_Bronfragment_
De tenlastelegging is als bijlage aan dit vonnis gehecht.

De verdenking komt er, kort en feitelijk weergegeven, op neer dat verdachte:

primair

een door [A] en/of [B] en/of één of meer van zijn mededaders op 20 november 2018 te Almere gepleegde diefstal met geweld en/of bedreiging met geweld en/of afpersing van meerdere goederen van [slachtoffer 1] en/of [slachtoffer 2] op 20 november 2018 te Almere heeft uitgelokt of daaraan medeplichtig is geweest;

subsidiair

in de periode van 20 november 2018 tot en met 29 november 2018 te Almere een iPhone 8+ heeft geheeld.

3 VOORVRAGEN

De dagvaarding is geldig, de rechtbank is bevoegd tot kennisneming van het ten laste gelegde, de officier van justitie is ontvankelijk in de vervolging van verdachte en er zijn geen redenen voor schorsing van de vervolging.

_Schriftelijke opdracht_
Neem uit het vonnisfragment woord voor woord de passage over vanaf "De tenlastelegging is" tot en met "8+ heeft geheeld.".

(Annotatiegegevens objectlocatie)
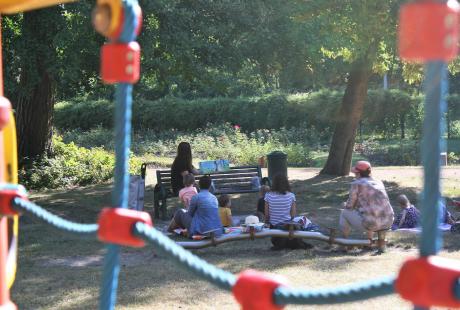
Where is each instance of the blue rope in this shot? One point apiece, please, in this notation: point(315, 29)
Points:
point(435, 104)
point(54, 220)
point(182, 257)
point(282, 295)
point(120, 193)
point(350, 293)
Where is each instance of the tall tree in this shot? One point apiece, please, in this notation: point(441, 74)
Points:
point(45, 51)
point(361, 34)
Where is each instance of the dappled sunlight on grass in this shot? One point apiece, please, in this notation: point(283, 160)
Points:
point(62, 271)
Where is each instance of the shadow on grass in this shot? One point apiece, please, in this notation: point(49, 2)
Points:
point(48, 287)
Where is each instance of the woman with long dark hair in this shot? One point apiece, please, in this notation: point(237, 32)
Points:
point(181, 166)
point(280, 203)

_Resultaat oefening_
De tenlastelegging is als bijlage aan dit vonnis gehecht.

De verdenking komt er, kort en feitelijk weergegeven, op neer dat verdachte:

primair

een door [A] en/of [B] en/of één of meer van zijn mededaders op 20 november 2018 te Almere gepleegde diefstal met geweld en/of bedreiging met geweld en/of afpersing van meerdere goederen van [slachtoffer 1] en/of [slachtoffer 2] op 20 november 2018 te Almere heeft uitgelokt of daaraan medeplichtig is geweest;

subsidiair

in de periode van 20 november 2018 tot en met 29 november 2018 te Almere een iPhone 8+ heeft geheeld.